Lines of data
----------

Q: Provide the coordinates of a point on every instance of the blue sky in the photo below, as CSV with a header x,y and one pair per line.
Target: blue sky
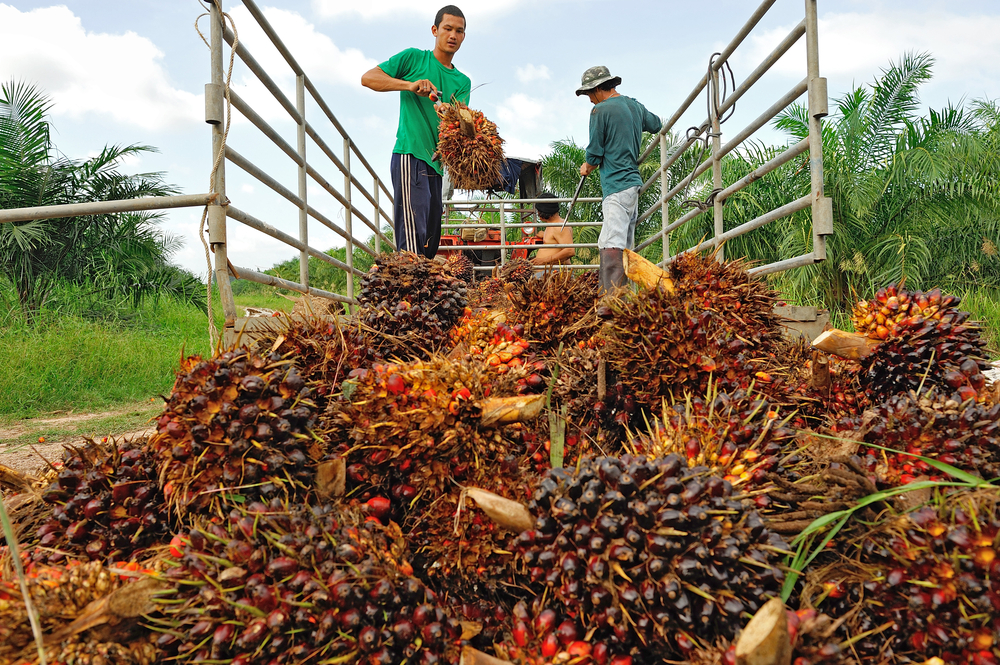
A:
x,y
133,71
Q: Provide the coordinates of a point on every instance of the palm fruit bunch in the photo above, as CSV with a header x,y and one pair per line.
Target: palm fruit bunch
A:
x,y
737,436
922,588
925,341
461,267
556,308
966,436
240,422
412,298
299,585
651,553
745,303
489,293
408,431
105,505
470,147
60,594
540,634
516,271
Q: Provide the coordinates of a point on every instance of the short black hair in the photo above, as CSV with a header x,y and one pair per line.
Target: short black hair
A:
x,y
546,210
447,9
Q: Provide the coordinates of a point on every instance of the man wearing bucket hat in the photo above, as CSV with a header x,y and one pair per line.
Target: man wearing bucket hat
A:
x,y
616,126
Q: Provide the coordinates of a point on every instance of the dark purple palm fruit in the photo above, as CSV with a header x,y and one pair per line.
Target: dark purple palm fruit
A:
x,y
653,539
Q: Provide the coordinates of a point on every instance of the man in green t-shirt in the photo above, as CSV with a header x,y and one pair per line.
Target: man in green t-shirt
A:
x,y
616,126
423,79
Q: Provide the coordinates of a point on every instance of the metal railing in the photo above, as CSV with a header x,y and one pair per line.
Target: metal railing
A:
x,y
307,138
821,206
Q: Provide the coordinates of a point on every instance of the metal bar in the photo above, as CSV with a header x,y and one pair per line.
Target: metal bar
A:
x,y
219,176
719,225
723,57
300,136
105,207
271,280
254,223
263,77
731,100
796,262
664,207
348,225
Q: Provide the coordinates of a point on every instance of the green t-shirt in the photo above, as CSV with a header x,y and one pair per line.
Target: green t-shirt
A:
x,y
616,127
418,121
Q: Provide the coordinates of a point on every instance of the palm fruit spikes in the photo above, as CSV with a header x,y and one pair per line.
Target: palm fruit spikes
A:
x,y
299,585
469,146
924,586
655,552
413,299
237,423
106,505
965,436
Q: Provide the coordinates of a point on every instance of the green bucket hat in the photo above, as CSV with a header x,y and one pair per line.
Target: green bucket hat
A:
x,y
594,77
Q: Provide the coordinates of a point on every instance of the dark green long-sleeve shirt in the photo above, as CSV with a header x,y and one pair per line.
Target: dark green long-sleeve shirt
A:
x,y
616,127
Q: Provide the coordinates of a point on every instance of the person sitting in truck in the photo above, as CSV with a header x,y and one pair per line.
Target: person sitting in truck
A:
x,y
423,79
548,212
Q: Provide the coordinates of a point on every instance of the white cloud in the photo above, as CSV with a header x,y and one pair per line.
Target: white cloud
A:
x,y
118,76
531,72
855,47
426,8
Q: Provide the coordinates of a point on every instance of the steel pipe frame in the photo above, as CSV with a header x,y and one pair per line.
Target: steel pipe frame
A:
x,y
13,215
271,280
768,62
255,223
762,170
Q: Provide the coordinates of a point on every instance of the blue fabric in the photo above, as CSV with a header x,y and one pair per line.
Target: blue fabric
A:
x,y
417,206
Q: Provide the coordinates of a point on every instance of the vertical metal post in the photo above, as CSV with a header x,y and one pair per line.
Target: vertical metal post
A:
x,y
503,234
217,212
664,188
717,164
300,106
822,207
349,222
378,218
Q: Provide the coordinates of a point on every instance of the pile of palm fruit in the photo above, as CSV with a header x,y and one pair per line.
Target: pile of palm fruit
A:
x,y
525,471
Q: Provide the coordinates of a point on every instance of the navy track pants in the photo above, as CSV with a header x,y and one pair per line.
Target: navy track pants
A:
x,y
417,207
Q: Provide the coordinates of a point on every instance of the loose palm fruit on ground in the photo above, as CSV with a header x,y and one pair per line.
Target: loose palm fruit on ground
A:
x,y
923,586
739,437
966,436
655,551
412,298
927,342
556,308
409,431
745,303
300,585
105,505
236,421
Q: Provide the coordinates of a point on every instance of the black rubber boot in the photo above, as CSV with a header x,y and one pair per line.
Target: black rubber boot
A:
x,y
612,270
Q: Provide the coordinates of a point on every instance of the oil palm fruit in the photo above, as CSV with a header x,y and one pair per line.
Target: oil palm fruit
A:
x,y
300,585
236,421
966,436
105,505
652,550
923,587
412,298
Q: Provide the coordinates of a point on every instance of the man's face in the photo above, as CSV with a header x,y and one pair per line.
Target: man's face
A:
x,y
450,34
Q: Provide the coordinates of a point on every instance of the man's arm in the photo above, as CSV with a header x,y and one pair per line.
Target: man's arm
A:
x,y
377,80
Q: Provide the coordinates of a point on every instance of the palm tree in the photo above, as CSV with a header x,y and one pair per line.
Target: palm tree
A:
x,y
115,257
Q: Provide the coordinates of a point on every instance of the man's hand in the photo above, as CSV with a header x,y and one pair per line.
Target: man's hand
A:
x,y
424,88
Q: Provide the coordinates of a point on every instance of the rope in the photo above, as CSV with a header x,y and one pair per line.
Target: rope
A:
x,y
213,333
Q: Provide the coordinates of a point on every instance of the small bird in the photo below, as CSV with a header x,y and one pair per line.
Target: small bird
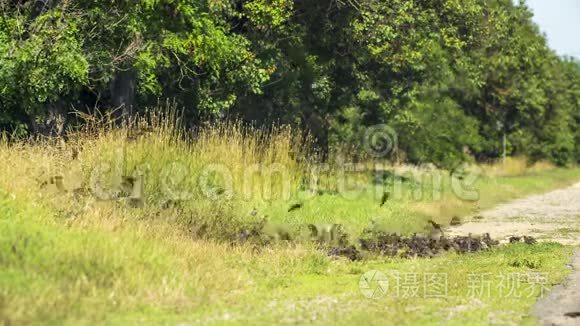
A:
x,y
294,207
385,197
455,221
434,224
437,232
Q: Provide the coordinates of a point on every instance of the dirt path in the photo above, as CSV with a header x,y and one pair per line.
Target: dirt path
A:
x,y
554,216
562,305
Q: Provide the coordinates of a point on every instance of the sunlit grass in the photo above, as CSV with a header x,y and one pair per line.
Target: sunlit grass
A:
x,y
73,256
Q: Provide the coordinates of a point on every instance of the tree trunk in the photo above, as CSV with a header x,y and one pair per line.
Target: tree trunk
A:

----------

**Your instructions**
Can you turn the records above into a Markdown table with the columns "No." and "Entry", giving each non-blank line its own numbered row? Leave the pictures out of the answer.

**Result for this exercise**
| No. | Entry |
|---|---|
| 1 | Q: Provide the coordinates of a point on every instance of the blue sky in the photo below, as CSV with a header x,y and one pair per line. |
| 2 | Target: blue sky |
| 3 | A: |
| 4 | x,y |
| 5 | 133,71 |
| 6 | Q: Provide the coordinates of a point on every instance of the palm fruit bunch in the photo above, as CSV with a header x,y and one pair per line. |
| 7 | Target: palm fruit bunch |
| 8 | A: |
| 9 | x,y |
| 10 | 737,436 |
| 11 | 922,588 |
| 12 | 925,341 |
| 13 | 461,267 |
| 14 | 556,308 |
| 15 | 966,436 |
| 16 | 240,422 |
| 17 | 412,298 |
| 18 | 299,585 |
| 19 | 651,553 |
| 20 | 745,303 |
| 21 | 489,293 |
| 22 | 408,431 |
| 23 | 105,505 |
| 24 | 470,147 |
| 25 | 60,594 |
| 26 | 540,634 |
| 27 | 516,271 |
| 28 | Q: Provide the coordinates of a point on every instance of the short black hair in the photo above, as CSV with a header x,y and one pair per line. |
| 29 | Target: short black hair |
| 30 | A: |
| 31 | x,y |
| 32 | 546,210 |
| 33 | 447,9 |
| 34 | Q: Provide the coordinates of a point on every instance of the man wearing bucket hat in the photo above, as CSV with a header x,y and one pair per line. |
| 35 | Target: man wearing bucket hat |
| 36 | A: |
| 37 | x,y |
| 38 | 616,126 |
| 39 | Q: Provide the coordinates of a point on every instance of the dark purple palm fruit in the photo above, as CSV with a header x,y and one pair per line. |
| 40 | Target: dark purple palm fruit |
| 41 | A: |
| 42 | x,y |
| 43 | 653,539 |
| 44 | Q: Provide the coordinates of a point on every instance of the man in green t-shirt in the photo above, as CSV with a header x,y and one pair per line. |
| 45 | Target: man in green t-shirt |
| 46 | A: |
| 47 | x,y |
| 48 | 616,126 |
| 49 | 423,79 |
| 50 | Q: Provide the coordinates of a point on every instance of the metal railing in the photo above, as CSV with a header x,y and one pair per line. |
| 51 | Target: metal railing |
| 52 | A: |
| 53 | x,y |
| 54 | 307,138 |
| 55 | 821,206 |
| 56 | Q: Provide the coordinates of a point on every instance of the metal bar in the photo above, as CSV with a header x,y and one pair per line. |
| 57 | Target: metal bar |
| 58 | A: |
| 59 | x,y |
| 60 | 219,176 |
| 61 | 719,225 |
| 62 | 723,57 |
| 63 | 300,136 |
| 64 | 105,207 |
| 65 | 271,280 |
| 66 | 254,223 |
| 67 | 263,77 |
| 68 | 731,100 |
| 69 | 796,262 |
| 70 | 664,207 |
| 71 | 348,225 |
| 72 | Q: Provide the coordinates of a point on every instance of the green t-shirt in the photo above, as CSV with a header x,y and one pair per line. |
| 73 | Target: green t-shirt |
| 74 | A: |
| 75 | x,y |
| 76 | 616,127 |
| 77 | 418,121 |
| 78 | Q: Provide the coordinates of a point on every instance of the palm fruit spikes in the photo above, as CSV with a header x,y and one pair per line. |
| 79 | Target: palm fruit spikes |
| 80 | A: |
| 81 | x,y |
| 82 | 299,585 |
| 83 | 469,146 |
| 84 | 924,586 |
| 85 | 655,552 |
| 86 | 413,299 |
| 87 | 237,423 |
| 88 | 106,505 |
| 89 | 965,436 |
| 90 | Q: Provide the coordinates of a point on every instance of the green bucket hat in the photo above, as CSV with a header x,y and one pair per line. |
| 91 | Target: green bucket hat |
| 92 | A: |
| 93 | x,y |
| 94 | 594,77 |
| 95 | Q: Provide the coordinates of a point on every instance of the dark green long-sleeve shirt in the photo above, as CSV with a header x,y and one pair per line. |
| 96 | Target: dark green long-sleeve shirt |
| 97 | A: |
| 98 | x,y |
| 99 | 616,127 |
| 100 | Q: Provide the coordinates of a point on every instance of the person sitting in truck in the photo above, as CSV with a header x,y and one pair per line. |
| 101 | Target: person sitting in truck |
| 102 | A: |
| 103 | x,y |
| 104 | 423,79 |
| 105 | 548,212 |
| 106 | Q: Provide the coordinates of a point on every instance of the white cloud in the photo above, as CSV with a header x,y and one pair per line. |
| 107 | Target: white cloud |
| 108 | A: |
| 109 | x,y |
| 110 | 118,76 |
| 111 | 531,72 |
| 112 | 855,47 |
| 113 | 426,8 |
| 114 | Q: Provide the coordinates of a point on every instance of the steel pipe frame in the photo above, as CSV with a header x,y and one pair per line. |
| 115 | Target: steel pipe frame |
| 116 | A: |
| 117 | x,y |
| 118 | 13,215 |
| 119 | 271,280 |
| 120 | 768,62 |
| 121 | 255,223 |
| 122 | 762,170 |
| 123 | Q: Provide the coordinates of a point on every instance of the blue fabric in the photo above, as CSV with a header x,y and one pair per line. |
| 124 | Target: blue fabric |
| 125 | A: |
| 126 | x,y |
| 127 | 417,206 |
| 128 | Q: Provide the coordinates of a point on every instance of the vertical metal post in the photo above, as CSV with a header x,y and one pair per line. |
| 129 | Target: vertical metal post |
| 130 | A: |
| 131 | x,y |
| 132 | 503,234 |
| 133 | 217,212 |
| 134 | 664,188 |
| 135 | 717,164 |
| 136 | 300,106 |
| 137 | 822,207 |
| 138 | 349,222 |
| 139 | 378,218 |
| 140 | Q: Provide the coordinates of a point on every instance of the pile of palm fruit in the photo above, as CSV with a header x,y and one pair per line. |
| 141 | Target: pile of palm fruit |
| 142 | A: |
| 143 | x,y |
| 144 | 525,471 |
| 145 | Q: Provide the coordinates of a point on every instance of the navy track pants in the photo above, as CSV with a header x,y and one pair per line. |
| 146 | Target: navy track pants |
| 147 | A: |
| 148 | x,y |
| 149 | 417,207 |
| 150 | Q: Provide the coordinates of a point on every instance of the loose palm fruit on ground in the photo above, as CSV with a header x,y and one pair per line. |
| 151 | Target: loose palm fruit on ground |
| 152 | A: |
| 153 | x,y |
| 154 | 923,586 |
| 155 | 739,437 |
| 156 | 966,436 |
| 157 | 655,551 |
| 158 | 412,298 |
| 159 | 927,342 |
| 160 | 556,308 |
| 161 | 409,431 |
| 162 | 745,303 |
| 163 | 300,585 |
| 164 | 105,505 |
| 165 | 236,421 |
| 166 | Q: Provide the coordinates of a point on every instance of the black rubber boot in the photo above, as CSV with a header x,y and one pair per line. |
| 167 | Target: black rubber boot |
| 168 | A: |
| 169 | x,y |
| 170 | 612,270 |
| 171 | Q: Provide the coordinates of a point on every instance of the oil palm fruit in the photo above, as CSV with a header x,y and one pair per line. |
| 172 | Target: oil palm fruit |
| 173 | A: |
| 174 | x,y |
| 175 | 300,585 |
| 176 | 236,421 |
| 177 | 966,436 |
| 178 | 105,505 |
| 179 | 652,550 |
| 180 | 923,587 |
| 181 | 412,298 |
| 182 | Q: Provide the coordinates of a point on every instance of the man's face in the photo above, as CSV with a header x,y and one pair per line. |
| 183 | Target: man's face |
| 184 | A: |
| 185 | x,y |
| 186 | 450,34 |
| 187 | Q: Provide the coordinates of a point on every instance of the man's arm in the photo above, as CSV with a header x,y and one pair per line. |
| 188 | Target: man's arm |
| 189 | A: |
| 190 | x,y |
| 191 | 377,80 |
| 192 | Q: Provide the coordinates of a point on every instance of the palm tree in the photo above, as CSV with a header x,y and one pair per line. |
| 193 | Target: palm tree |
| 194 | A: |
| 195 | x,y |
| 196 | 115,257 |
| 197 | Q: Provide the coordinates of a point on every instance of the man's hand in the photo above, as CSV with a header x,y and one pair per line. |
| 198 | Target: man's hand |
| 199 | A: |
| 200 | x,y |
| 201 | 424,88 |
| 202 | Q: Provide the coordinates of a point on every instance of the rope in the photo above, as CSV with a header x,y and one pair per line. |
| 203 | Target: rope |
| 204 | A: |
| 205 | x,y |
| 206 | 213,333 |
| 207 | Q: Provide the coordinates of a point on every instance of the small bird in the photo below, as CSV with a header x,y and one pair per line. |
| 208 | Target: small bird |
| 209 | A: |
| 210 | x,y |
| 211 | 294,207 |
| 212 | 385,197 |
| 213 | 455,221 |
| 214 | 434,224 |
| 215 | 437,232 |
| 216 | Q: Provide the coordinates of a point on every instance of the dirt path in the photo above, as CSV with a header x,y and one pair per line. |
| 217 | Target: dirt path |
| 218 | A: |
| 219 | x,y |
| 220 | 554,216 |
| 221 | 562,305 |
| 222 | Q: Provide the coordinates of a point on every instance of the sunlit grass in the photo above, as CSV with a header x,y and one pair per line. |
| 223 | Target: sunlit grass |
| 224 | A: |
| 225 | x,y |
| 226 | 73,256 |
| 227 | Q: Provide the coordinates of a point on every instance of the tree trunk in the photo above, as CSV with a header x,y and one pair per line. |
| 228 | Target: tree trunk |
| 229 | A: |